Short exercise: Restate all the material verbatim, except for the pictures.

Source material:

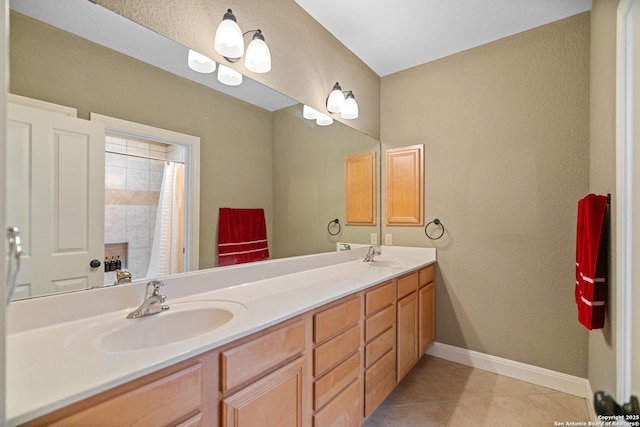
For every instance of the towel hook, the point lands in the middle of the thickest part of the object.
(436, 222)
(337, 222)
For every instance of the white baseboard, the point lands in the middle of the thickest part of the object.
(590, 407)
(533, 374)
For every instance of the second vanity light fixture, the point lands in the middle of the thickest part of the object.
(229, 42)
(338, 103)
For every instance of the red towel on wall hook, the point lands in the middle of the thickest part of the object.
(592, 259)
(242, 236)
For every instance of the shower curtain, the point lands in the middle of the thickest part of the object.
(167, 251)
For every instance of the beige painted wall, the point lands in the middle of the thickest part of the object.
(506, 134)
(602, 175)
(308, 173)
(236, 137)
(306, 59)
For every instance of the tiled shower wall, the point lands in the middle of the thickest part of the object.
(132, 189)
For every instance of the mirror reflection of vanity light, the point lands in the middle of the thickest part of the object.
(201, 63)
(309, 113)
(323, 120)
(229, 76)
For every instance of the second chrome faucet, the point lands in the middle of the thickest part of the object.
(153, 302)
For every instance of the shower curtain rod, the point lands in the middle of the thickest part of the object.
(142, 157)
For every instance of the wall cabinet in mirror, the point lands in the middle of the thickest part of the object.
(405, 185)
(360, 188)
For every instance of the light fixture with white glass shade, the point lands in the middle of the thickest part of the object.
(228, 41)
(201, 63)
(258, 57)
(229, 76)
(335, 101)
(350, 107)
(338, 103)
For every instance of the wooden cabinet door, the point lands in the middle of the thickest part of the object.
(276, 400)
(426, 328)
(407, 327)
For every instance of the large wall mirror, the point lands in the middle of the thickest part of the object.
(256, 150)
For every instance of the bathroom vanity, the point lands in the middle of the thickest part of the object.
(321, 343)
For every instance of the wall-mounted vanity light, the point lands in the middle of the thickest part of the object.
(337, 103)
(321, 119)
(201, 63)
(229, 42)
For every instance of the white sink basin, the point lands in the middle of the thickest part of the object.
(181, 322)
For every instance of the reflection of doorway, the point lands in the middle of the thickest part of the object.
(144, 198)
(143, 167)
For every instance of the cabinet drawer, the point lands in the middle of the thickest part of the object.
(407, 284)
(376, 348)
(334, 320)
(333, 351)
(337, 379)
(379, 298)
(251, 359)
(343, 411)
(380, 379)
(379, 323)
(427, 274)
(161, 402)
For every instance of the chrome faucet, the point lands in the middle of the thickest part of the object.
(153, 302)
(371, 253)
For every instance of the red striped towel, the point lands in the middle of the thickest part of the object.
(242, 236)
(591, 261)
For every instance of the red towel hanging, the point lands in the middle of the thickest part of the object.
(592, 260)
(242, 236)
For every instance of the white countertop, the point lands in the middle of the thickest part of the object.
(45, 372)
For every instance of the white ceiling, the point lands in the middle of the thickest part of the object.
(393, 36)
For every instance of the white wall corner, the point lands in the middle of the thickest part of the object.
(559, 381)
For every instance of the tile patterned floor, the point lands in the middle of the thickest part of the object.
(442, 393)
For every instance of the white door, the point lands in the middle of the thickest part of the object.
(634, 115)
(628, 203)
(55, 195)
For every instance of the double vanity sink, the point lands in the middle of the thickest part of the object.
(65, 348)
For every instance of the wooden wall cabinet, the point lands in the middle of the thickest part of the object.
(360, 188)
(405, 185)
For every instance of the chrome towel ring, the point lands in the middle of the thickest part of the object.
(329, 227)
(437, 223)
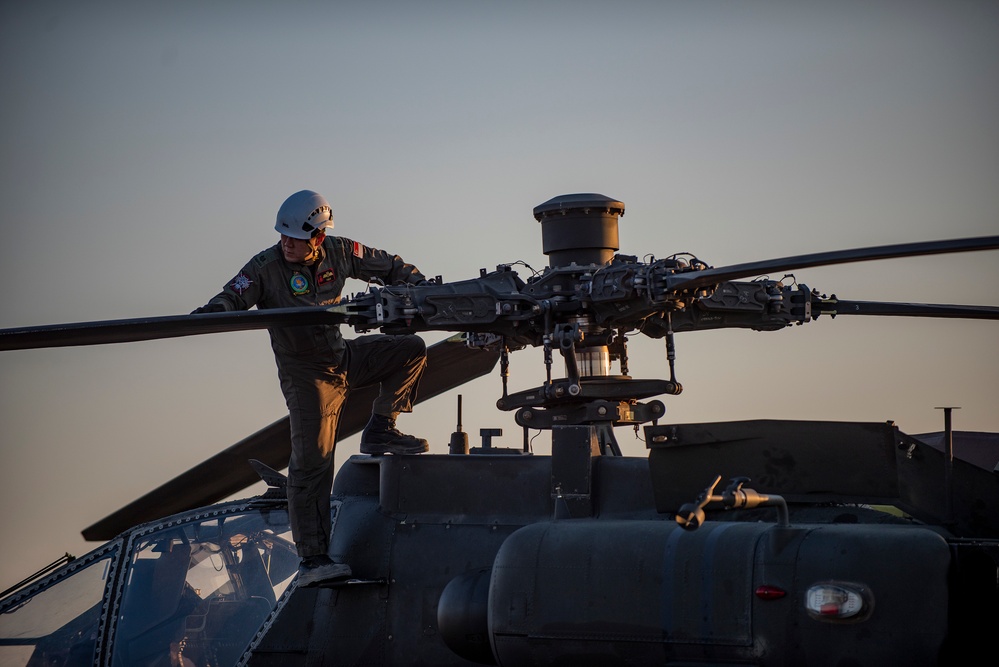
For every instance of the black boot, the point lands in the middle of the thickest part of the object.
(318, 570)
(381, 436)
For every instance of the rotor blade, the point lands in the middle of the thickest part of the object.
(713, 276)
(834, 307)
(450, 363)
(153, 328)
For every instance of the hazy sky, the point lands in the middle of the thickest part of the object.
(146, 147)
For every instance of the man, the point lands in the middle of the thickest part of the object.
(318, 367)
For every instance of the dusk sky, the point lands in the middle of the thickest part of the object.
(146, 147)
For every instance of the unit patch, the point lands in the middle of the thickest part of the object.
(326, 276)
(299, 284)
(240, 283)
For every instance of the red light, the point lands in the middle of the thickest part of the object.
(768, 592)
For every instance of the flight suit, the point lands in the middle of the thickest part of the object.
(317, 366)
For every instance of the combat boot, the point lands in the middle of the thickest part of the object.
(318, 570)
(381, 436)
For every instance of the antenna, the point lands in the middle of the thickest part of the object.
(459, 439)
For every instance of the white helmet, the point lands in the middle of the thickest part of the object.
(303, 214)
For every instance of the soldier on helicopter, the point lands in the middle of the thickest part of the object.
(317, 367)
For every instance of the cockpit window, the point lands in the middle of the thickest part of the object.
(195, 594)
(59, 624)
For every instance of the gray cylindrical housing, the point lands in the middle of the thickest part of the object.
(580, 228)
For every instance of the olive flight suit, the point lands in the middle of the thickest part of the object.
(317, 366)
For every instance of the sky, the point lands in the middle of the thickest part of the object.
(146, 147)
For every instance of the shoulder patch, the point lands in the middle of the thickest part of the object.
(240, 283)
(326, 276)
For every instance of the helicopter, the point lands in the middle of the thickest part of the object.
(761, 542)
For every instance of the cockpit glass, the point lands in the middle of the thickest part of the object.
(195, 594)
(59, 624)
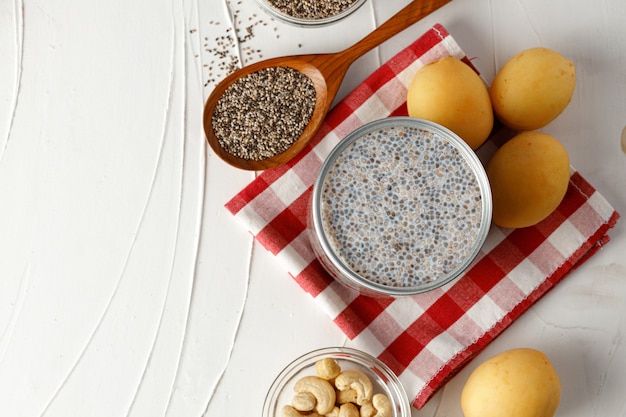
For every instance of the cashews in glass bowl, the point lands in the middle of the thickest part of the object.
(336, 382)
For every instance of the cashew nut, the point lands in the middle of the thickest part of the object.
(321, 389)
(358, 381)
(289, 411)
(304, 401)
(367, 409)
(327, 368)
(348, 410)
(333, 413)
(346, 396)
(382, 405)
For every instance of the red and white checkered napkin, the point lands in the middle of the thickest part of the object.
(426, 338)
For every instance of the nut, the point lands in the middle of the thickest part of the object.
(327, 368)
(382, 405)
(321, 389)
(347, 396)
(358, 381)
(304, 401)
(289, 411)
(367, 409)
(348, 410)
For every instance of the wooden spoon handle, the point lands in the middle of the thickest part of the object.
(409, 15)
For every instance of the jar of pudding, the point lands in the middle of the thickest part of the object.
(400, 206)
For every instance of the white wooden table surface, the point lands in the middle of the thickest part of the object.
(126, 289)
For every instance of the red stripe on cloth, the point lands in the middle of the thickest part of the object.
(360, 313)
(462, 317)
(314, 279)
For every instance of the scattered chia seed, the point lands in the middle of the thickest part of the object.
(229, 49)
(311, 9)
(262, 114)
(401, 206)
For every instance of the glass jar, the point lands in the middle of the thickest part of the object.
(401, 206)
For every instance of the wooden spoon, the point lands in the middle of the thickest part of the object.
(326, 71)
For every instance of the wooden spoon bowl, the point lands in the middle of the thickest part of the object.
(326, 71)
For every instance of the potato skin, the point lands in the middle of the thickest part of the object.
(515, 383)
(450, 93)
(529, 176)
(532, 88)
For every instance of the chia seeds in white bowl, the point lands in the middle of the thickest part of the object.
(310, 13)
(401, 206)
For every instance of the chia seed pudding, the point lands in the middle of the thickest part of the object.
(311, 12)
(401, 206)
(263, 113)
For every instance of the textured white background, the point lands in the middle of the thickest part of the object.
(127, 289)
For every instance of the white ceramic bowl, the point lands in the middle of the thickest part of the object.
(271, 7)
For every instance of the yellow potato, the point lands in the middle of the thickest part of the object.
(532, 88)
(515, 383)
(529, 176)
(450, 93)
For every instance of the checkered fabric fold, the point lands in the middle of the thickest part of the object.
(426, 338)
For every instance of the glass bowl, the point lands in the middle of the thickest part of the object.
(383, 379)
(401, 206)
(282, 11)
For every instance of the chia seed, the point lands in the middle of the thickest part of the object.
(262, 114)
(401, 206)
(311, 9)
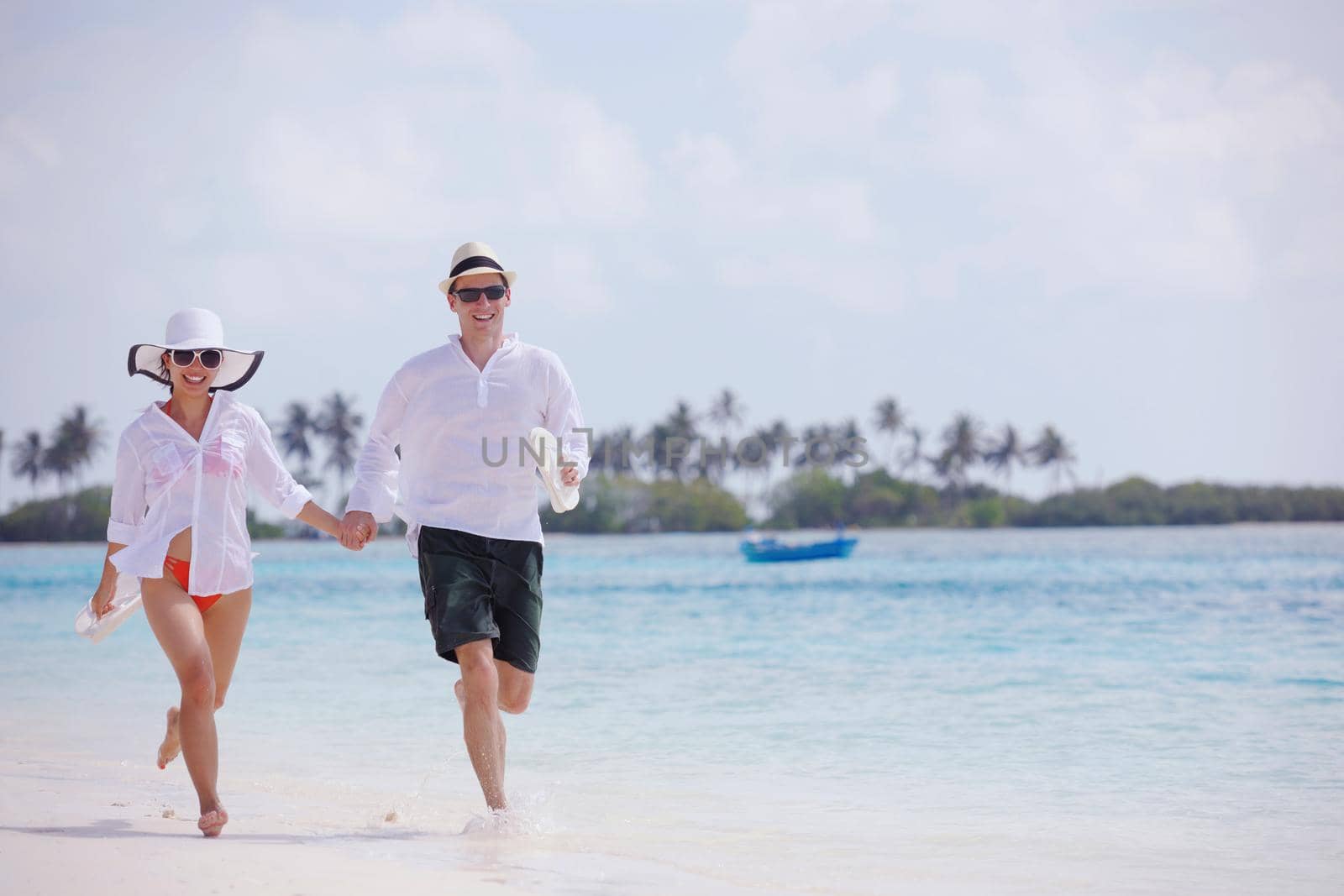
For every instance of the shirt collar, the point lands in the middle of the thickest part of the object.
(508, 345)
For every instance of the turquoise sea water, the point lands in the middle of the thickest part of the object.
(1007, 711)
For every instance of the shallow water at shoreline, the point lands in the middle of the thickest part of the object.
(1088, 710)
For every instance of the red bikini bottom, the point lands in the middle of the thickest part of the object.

Full response:
For every instance of the towel hook, the point lands in the middle of the thickest part of the object.
(436, 222)
(337, 222)
For every instance of the white baseboard, the point lands in the middle of the thickest part of the object.
(590, 407)
(533, 374)
For every instance of the second vanity light fixture, the point lands in the middle of the thickest part of the object.
(229, 42)
(338, 103)
For every instance of the red towel on wall hook, the point lands in the middle of the thickest part of the object.
(592, 259)
(242, 236)
For every instance of the shower curtain, the point lands in the middle of the thickest part of the object.
(167, 251)
For every instance of the beige painted wall, the point lands in the middle of the thickest part of the object.
(506, 134)
(602, 175)
(308, 173)
(236, 137)
(306, 59)
For every instance of the tiled shower wall, the point lands in the middle of the thickest part of the object.
(132, 189)
For every instance of the mirror reflection of vanity light, the point lands in the middle of the thickest part of the object.
(201, 63)
(309, 113)
(323, 120)
(229, 76)
For every instance of the second chrome faucet, the point lands in the middle of the thickest part of the object.
(153, 302)
For every instance of the shower curtain rod, the point lands in the middle of the thickest part of the object.
(142, 157)
For every instance of the wall cabinet in mirror, the point lands in the middle of the thickest part of the object.
(405, 185)
(360, 188)
For every instance of the light fixture with white glass shade, the point lands in the middle of the thickest part of the object.
(228, 41)
(201, 63)
(258, 57)
(229, 76)
(335, 101)
(350, 107)
(338, 103)
For every instance of the wooden cabinet door, the point lands in the middle of the thickest part of the object.
(276, 400)
(426, 328)
(407, 327)
For every instance of the large wall mirror, the point lands in the middle of the thickest part of the object.
(256, 150)
For every instance of the bathroom vanity, the point lands in the middle of the thickest part of the object.
(321, 343)
For every instance of the wall-mounted vanity light, the point lands in the middle of the thickest part of the object.
(337, 103)
(321, 119)
(201, 63)
(229, 42)
For every instance of the white sink basin, the point lands in the middle of the thickest part of the object.
(181, 322)
For every instance of the reflection of doorway, the point lands in the middle of the thickest part of the object.
(144, 198)
(143, 167)
For every instance of the cabinet drawer, the point lands in the middle of the thickest part of the object.
(407, 284)
(376, 348)
(334, 320)
(333, 351)
(337, 379)
(379, 298)
(251, 359)
(343, 411)
(380, 379)
(379, 323)
(427, 274)
(161, 402)
For every instance of the chrome faucet, the point lands in the middle of the thickest part of the object.
(153, 302)
(371, 253)
For every instance of the red striped towel, the point lands in the middle of the thickest part of the object.
(242, 236)
(591, 261)
For every instance of the red towel hanging, the point lands in the middle of the thickest part of the object.
(592, 260)
(242, 236)
For every instance of the white countertop, the point lands in the middle of the thickest part of the object.
(45, 372)
For every instance of the white ceiling, the point lands in the middle of the thickest part of the object.
(393, 36)
For every instance of the white wall corner, the point lands in the middle of the thickest part of the object.
(559, 381)
For every instance of the tile patterned floor, the point lands in the middle of the thickest part of the object.
(442, 393)
For every instance of the white door, the point lands in the middle of the thickest part of the object.
(634, 115)
(628, 203)
(55, 195)
For every instance of the double vanity sink, the point lands in the middle of the thickest part of the object.
(65, 348)
For every instance of the wooden wall cabinet, the point lands in the middle of the thickest part of the object.
(360, 188)
(405, 185)
For every instance of the chrome towel ring, the point lands in the middle of the thickest part of the object.
(329, 227)
(437, 223)
For every instance of the black boot, the point lands in the middle of the thickest part of the object.
(318, 570)
(381, 436)
For every instance of the rotor blade, the point lands in the middle of the thickest part of the object.
(713, 276)
(834, 307)
(450, 363)
(153, 328)
For every instance of the hazy sky, the point lands in the middle of the thickest part of the object.
(146, 147)
For every instance of the man, the point lands in the middle of the thickest part of the object.
(318, 367)
For every instance of the dusk sky, the point lands in the middle of the thickest part of the object.
(146, 147)
For every instance of the unit patch, the point lands in the middle of the thickest part of the object.
(326, 276)
(299, 284)
(240, 283)
For every instance of the red light, the point lands in the middle of the thickest part of the object.
(768, 592)
For every instance of the flight suit, the point lands in the middle of the thickest part of the object.
(317, 366)
For every instance of the combat boot, the point lands in the middle of the thickest part of the object.
(318, 570)
(381, 436)
For every instance of the antenna, the point lands in the middle of the thickest part of the object.
(459, 439)
For every instance of the white helmet, the point lands in the middle of the thickest part of the object.
(303, 214)
For every instance of the soldier on helicopter, the point lands in the middle of the thickest part of the object.
(317, 367)
For every instance of the cockpit window, the point lands in the middle of the thickest part of the object.
(195, 594)
(59, 624)
For every instance of the gray cylindrical housing, the point lands in the middle of the thickest part of the object.
(580, 228)
For every instance of the olive flight suit, the point lands in the middle of the thickest part of the object.
(317, 366)
For every instance of the sky, the point lands in the middle of the thickest part of the object.
(146, 147)
For every instance of the shoulder patch, the point lands in the middle of the thickest part of the object.
(240, 283)
(326, 276)
For every instance of the helicopter, the point lands in the middle of the thickest part of the object.
(761, 542)
For every instance of the cockpit glass, the point lands in the middle of the thickest part of the object.
(195, 594)
(59, 624)
For every instance of the cashews in glass bowl, the point lands in the middle of the thickest part of the object.
(336, 382)
For every instance of the cashew nut, the point lands in the middle of the thickest part of the object.
(321, 389)
(358, 381)
(289, 411)
(304, 401)
(367, 409)
(327, 368)
(348, 410)
(333, 413)
(346, 396)
(382, 405)
For every instance of the red and white checkered napkin, the point lands in the middle of the thickest part of the object.
(426, 338)
For every instance of the nut, the point lands in the middle of the thickest part of the object.
(327, 368)
(382, 405)
(321, 389)
(347, 396)
(358, 381)
(304, 401)
(289, 411)
(367, 409)
(348, 410)
For every instance of the wooden spoon handle, the point lands in the middle of the thickest part of the object.
(409, 15)
For every instance of the jar of pudding, the point lands in the middle of the thickest part of the object.
(400, 206)
For every instance of the white wooden table surface, the point lands in the middle of the thickest part of the object.
(126, 289)
For every instance of the red stripe on cloth, the point lands in the middle of the thickest part of the object.
(360, 313)
(462, 317)
(314, 279)
For every instance of the scattered chia seed, the point lands in the middle of the thickest part of the object.
(229, 49)
(311, 9)
(262, 114)
(401, 206)
For every instance of the glass jar, the point lands in the middle of the thickest part of the object.
(401, 206)
For every instance of the wooden spoon, the point lands in the middle of the thickest part of the object.
(326, 71)
For every instance of the wooden spoon bowl, the point lands in the middle of the thickest part of the object.
(326, 71)
For every instance of the potato skin, the point lands in the middle of the thickest part of the object.
(515, 383)
(450, 93)
(529, 176)
(532, 88)
For every instance of the chia seeds in white bowl, the point lands in the middle of the thickest part of the object.
(310, 13)
(401, 206)
For every instance of the chia seed pudding, the point lands in the middle of the thickest part of the object.
(311, 12)
(401, 206)
(263, 113)
For every instance of the textured white background, the point lands in the middle of the thickest part of the object.
(127, 289)
For every instance of the white ceramic bowl, the point lands in the middle of the thickest part of the object.
(271, 7)
For every instance of the yellow potato, the point lands in the middle of the thickest part of the object.
(532, 88)
(515, 383)
(529, 176)
(450, 93)
For every instance of the checkered fabric fold, the point lands in the middle of the thickest part of the object.
(426, 338)
For every instance of the glass bowl, the point lands in the middle of the thickest part of the object.
(383, 379)
(401, 206)
(282, 11)
For every instance of the chia seed, the point lands in the middle of the thickest part of the object.
(262, 114)
(401, 206)
(311, 9)
For every instance of the shirt collar, the point lands in the middle of the thickest part of the object.
(508, 345)
For every instance of the turquoise sea water, the point lands in the middle of the thickest part of the object.
(1007, 711)
For every instance of the shallow water at shoreline, the point lands in the middle of the thickest part of the object.
(1088, 710)
For every instance of the red bikini bottom, the point lands in the middle of the thickest part of the object.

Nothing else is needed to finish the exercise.